**Records provided**
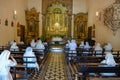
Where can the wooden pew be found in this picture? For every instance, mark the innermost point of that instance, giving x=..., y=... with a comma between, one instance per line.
x=20, y=69
x=85, y=70
x=86, y=60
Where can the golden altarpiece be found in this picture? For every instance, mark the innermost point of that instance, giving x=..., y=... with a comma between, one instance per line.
x=32, y=20
x=56, y=18
x=80, y=25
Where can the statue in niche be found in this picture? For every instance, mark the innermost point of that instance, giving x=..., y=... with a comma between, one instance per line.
x=31, y=25
x=80, y=25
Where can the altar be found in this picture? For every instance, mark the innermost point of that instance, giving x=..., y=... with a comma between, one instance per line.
x=57, y=44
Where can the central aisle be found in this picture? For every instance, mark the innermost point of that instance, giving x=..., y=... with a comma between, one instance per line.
x=55, y=68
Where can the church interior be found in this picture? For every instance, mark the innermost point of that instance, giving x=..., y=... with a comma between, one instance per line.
x=56, y=32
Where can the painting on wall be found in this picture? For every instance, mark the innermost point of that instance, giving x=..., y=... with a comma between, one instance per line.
x=0, y=21
x=93, y=31
x=18, y=29
x=6, y=22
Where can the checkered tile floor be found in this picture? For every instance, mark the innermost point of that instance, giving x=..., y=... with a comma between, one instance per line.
x=55, y=68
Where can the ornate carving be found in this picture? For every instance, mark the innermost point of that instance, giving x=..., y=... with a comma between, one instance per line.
x=112, y=16
x=32, y=20
x=80, y=25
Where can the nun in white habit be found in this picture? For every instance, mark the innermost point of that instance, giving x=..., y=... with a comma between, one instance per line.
x=29, y=53
x=81, y=44
x=40, y=45
x=98, y=49
x=14, y=47
x=86, y=49
x=72, y=49
x=33, y=43
x=5, y=64
x=108, y=62
x=108, y=47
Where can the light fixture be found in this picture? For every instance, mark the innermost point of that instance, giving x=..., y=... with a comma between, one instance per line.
x=111, y=16
x=98, y=16
x=14, y=14
x=57, y=24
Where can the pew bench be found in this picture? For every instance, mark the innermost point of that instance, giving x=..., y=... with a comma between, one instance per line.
x=21, y=71
x=85, y=70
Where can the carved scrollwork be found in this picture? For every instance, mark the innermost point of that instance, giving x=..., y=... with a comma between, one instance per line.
x=112, y=17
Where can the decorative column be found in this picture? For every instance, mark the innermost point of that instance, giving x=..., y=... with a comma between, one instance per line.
x=72, y=26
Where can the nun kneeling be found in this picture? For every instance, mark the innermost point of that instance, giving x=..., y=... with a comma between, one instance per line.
x=108, y=62
x=29, y=53
x=5, y=64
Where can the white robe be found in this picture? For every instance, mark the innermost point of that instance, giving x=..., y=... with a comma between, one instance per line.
x=14, y=47
x=98, y=49
x=110, y=62
x=5, y=65
x=30, y=53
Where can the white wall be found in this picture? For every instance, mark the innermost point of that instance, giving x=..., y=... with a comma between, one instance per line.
x=38, y=5
x=79, y=6
x=8, y=33
x=103, y=33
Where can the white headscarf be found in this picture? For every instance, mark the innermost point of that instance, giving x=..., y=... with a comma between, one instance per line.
x=40, y=45
x=87, y=46
x=109, y=59
x=108, y=47
x=4, y=57
x=29, y=52
x=14, y=47
x=33, y=44
x=81, y=44
x=98, y=47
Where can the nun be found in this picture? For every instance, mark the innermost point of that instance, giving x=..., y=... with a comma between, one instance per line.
x=29, y=53
x=98, y=50
x=33, y=43
x=6, y=61
x=108, y=62
x=108, y=47
x=81, y=44
x=86, y=49
x=40, y=48
x=72, y=49
x=14, y=47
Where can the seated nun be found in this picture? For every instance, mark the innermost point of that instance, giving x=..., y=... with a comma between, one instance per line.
x=108, y=62
x=72, y=48
x=33, y=43
x=67, y=44
x=29, y=53
x=86, y=49
x=14, y=47
x=98, y=49
x=81, y=44
x=6, y=61
x=108, y=47
x=40, y=47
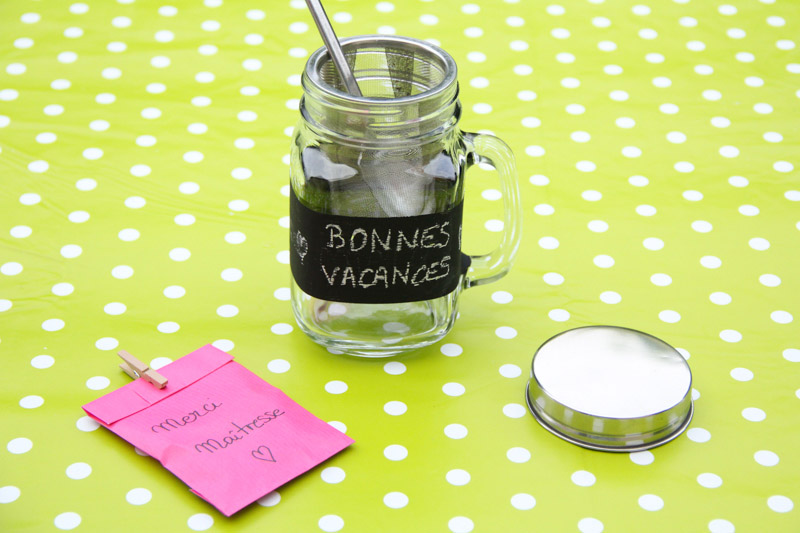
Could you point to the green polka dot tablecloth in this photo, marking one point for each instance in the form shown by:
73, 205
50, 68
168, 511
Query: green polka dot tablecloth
144, 170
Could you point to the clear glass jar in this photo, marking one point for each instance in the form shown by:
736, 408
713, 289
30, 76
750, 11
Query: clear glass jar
394, 153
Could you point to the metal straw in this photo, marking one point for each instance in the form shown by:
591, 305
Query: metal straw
332, 43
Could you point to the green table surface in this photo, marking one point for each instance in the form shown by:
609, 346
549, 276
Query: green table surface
143, 174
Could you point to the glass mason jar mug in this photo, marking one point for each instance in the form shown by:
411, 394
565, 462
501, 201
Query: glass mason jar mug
377, 189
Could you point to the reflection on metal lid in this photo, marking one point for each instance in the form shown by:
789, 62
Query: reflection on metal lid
610, 388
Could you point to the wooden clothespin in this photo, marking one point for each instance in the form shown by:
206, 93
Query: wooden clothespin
137, 369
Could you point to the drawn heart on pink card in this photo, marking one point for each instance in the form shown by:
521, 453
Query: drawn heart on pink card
263, 453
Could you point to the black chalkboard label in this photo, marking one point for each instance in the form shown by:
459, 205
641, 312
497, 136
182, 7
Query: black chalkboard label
375, 260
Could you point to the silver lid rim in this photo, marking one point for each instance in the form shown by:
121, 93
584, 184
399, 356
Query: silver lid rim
319, 56
599, 447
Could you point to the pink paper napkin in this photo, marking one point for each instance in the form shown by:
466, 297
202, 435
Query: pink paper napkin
228, 434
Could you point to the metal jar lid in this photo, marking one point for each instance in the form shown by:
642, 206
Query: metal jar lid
610, 388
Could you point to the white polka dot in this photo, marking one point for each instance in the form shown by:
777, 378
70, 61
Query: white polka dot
766, 458
79, 470
223, 344
395, 452
20, 232
67, 521
200, 522
514, 410
394, 368
451, 350
780, 504
270, 500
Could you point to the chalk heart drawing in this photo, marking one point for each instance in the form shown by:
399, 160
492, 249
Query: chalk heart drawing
262, 453
301, 245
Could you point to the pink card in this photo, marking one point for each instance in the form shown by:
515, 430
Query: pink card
228, 434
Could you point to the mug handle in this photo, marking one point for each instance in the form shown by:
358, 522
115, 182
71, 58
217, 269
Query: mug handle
484, 148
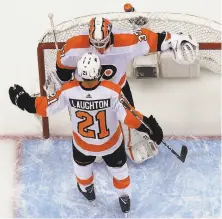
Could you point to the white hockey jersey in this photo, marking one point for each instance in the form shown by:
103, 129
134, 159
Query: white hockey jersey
126, 45
96, 115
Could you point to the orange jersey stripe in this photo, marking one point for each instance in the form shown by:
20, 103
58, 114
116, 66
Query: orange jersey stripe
111, 86
122, 80
41, 103
152, 39
121, 184
98, 148
85, 182
121, 40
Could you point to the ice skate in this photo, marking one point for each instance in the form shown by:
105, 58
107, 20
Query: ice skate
89, 194
124, 202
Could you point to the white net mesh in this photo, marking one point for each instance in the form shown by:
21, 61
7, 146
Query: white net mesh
202, 29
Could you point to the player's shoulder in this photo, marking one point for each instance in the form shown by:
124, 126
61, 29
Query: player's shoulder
111, 86
69, 85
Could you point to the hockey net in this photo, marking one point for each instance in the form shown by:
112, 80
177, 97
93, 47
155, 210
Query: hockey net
206, 32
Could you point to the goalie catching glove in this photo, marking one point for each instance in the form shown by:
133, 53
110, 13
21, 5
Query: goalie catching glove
20, 98
184, 47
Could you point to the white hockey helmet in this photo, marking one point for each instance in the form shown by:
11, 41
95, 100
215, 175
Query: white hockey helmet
89, 66
100, 32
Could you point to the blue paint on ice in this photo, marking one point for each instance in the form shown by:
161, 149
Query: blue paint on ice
161, 187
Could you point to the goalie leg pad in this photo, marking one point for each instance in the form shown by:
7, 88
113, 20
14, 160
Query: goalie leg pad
139, 147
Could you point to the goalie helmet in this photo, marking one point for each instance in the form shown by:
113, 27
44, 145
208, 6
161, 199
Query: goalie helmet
89, 67
100, 33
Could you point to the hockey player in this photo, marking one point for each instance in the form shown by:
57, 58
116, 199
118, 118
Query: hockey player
96, 111
116, 49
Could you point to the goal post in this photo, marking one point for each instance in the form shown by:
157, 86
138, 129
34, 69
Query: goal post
207, 33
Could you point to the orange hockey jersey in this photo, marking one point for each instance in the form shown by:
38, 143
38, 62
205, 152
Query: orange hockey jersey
96, 115
125, 47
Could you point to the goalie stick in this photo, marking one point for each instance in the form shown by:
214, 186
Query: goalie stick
184, 150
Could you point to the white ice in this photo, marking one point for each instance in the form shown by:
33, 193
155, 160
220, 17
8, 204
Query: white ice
23, 23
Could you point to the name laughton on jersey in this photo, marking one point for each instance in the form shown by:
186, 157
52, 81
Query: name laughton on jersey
90, 105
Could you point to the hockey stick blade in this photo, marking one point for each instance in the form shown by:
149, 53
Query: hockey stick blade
183, 153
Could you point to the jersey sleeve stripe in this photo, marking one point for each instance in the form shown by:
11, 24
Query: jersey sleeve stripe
42, 103
131, 121
98, 148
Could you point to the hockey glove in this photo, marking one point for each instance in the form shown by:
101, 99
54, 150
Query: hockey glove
157, 134
20, 98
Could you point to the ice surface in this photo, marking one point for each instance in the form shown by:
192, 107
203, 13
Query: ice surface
162, 187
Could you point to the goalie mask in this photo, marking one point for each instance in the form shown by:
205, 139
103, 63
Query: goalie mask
89, 67
100, 32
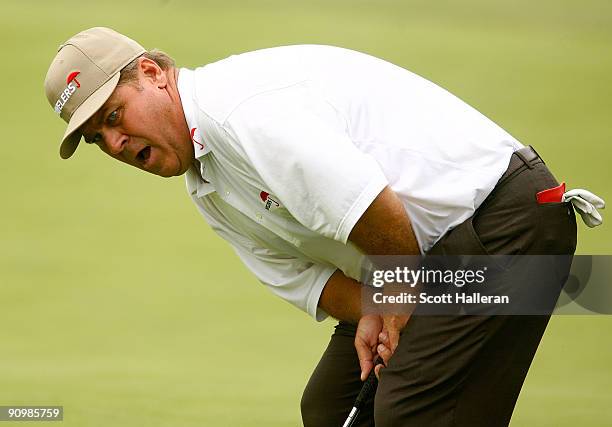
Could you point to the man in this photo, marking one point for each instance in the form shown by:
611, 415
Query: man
307, 158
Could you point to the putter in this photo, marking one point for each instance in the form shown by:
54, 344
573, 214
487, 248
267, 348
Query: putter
367, 389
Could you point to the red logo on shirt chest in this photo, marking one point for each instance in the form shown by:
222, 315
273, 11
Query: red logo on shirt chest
193, 139
271, 204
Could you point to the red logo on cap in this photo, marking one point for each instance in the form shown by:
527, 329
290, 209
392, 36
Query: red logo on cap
194, 141
72, 77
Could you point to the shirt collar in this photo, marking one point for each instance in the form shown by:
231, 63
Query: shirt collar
186, 88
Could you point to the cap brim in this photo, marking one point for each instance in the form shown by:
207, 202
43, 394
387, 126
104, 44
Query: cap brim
88, 108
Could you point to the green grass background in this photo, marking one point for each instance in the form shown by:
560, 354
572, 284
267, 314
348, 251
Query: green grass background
118, 302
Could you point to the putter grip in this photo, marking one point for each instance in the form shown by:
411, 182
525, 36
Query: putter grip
369, 386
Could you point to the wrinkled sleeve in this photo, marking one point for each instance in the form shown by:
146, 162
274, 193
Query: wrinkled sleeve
299, 145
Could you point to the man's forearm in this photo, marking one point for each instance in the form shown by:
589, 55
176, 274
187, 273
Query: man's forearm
341, 298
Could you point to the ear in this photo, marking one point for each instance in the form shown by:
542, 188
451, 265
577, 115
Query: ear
152, 72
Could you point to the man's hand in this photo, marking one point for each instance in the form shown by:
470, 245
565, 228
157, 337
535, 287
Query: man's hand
366, 342
389, 336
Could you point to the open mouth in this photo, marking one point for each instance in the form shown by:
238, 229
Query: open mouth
143, 155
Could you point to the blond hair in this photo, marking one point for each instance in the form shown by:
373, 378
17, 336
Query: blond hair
129, 73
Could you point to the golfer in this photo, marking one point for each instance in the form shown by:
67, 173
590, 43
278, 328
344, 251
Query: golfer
308, 158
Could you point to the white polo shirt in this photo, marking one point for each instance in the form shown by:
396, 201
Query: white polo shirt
294, 143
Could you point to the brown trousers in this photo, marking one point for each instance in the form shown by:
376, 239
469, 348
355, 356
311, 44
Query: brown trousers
456, 370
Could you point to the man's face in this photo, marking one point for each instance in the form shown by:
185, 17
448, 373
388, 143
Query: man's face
142, 124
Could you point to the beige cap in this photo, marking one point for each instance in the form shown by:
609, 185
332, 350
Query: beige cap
83, 75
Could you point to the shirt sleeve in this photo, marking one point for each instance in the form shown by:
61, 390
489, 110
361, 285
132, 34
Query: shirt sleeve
299, 145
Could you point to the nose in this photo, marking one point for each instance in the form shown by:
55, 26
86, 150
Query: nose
114, 141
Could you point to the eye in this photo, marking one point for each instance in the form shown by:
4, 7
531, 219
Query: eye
96, 138
113, 117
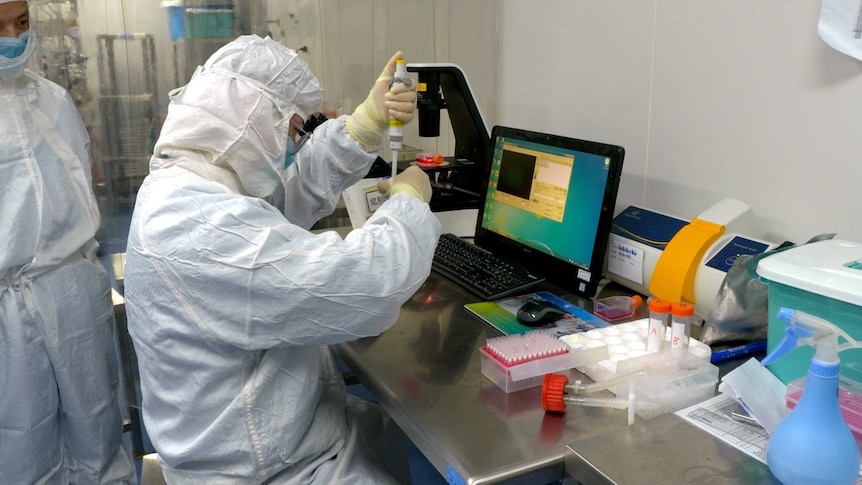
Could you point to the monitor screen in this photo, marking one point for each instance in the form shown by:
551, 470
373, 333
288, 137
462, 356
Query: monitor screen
549, 204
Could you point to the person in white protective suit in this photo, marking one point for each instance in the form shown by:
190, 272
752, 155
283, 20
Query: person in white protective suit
60, 419
232, 302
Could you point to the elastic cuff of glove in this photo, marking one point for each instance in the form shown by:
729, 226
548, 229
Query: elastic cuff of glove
365, 126
407, 189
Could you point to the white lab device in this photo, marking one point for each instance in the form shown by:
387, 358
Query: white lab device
678, 260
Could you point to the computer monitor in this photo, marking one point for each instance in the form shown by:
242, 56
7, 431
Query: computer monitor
549, 204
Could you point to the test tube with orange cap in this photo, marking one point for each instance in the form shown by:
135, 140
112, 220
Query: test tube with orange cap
659, 317
680, 327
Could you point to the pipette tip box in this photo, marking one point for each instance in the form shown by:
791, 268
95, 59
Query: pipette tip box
517, 362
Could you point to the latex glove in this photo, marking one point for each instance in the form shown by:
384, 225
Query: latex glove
371, 118
413, 181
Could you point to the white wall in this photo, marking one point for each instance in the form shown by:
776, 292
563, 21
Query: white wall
710, 99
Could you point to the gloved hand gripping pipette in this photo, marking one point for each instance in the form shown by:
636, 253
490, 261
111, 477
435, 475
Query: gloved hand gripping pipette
396, 126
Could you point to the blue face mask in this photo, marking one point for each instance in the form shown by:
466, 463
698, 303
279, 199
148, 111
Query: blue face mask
290, 153
11, 47
14, 54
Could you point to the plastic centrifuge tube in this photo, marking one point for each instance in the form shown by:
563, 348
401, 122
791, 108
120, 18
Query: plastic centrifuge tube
555, 397
659, 313
680, 327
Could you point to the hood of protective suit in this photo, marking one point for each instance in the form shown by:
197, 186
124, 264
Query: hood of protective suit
230, 123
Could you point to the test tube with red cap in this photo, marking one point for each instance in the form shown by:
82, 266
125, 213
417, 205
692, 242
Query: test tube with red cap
680, 326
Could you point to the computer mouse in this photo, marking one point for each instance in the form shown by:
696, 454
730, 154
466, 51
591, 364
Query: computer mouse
536, 313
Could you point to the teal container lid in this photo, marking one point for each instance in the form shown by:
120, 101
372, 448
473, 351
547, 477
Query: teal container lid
831, 268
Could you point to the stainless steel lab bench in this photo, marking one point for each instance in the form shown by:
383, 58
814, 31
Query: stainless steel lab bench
425, 371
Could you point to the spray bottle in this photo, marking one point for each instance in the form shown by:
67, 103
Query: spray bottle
396, 126
813, 444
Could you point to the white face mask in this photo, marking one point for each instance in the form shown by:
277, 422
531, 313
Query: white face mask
12, 67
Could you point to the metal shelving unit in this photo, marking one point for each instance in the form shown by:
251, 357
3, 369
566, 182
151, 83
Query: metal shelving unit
129, 120
203, 34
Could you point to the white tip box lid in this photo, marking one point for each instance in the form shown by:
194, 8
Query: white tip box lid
829, 268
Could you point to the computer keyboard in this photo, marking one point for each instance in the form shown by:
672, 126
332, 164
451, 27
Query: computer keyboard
480, 270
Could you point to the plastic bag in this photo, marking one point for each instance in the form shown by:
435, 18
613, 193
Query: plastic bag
739, 311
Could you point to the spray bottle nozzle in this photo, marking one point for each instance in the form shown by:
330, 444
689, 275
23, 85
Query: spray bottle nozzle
804, 329
792, 334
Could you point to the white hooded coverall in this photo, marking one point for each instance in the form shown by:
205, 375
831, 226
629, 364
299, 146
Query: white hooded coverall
232, 302
60, 419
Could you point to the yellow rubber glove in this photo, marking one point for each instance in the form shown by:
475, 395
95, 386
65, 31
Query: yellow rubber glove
413, 181
371, 118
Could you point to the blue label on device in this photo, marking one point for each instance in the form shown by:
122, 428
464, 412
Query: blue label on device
647, 227
452, 477
737, 247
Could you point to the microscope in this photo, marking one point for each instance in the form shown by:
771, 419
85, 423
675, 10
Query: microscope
458, 183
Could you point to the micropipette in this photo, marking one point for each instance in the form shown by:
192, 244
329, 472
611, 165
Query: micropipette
396, 126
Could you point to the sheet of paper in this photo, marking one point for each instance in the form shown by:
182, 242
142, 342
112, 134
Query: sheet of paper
625, 259
840, 26
713, 416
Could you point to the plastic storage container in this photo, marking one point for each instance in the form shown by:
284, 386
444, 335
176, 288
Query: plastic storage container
211, 21
673, 381
823, 279
624, 341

**Exercise requirements**
Please copy only the lines from the one with "Query: sheet of paper" through the final line of the records above, both ends included.

**Exercise response**
Query: sheet of paper
625, 259
840, 26
713, 416
Could you point to the plastic storage container in this photo, marking one point for each instance in the form shown by:
284, 386
444, 335
176, 288
Query: plastic storage container
211, 21
673, 381
823, 279
624, 341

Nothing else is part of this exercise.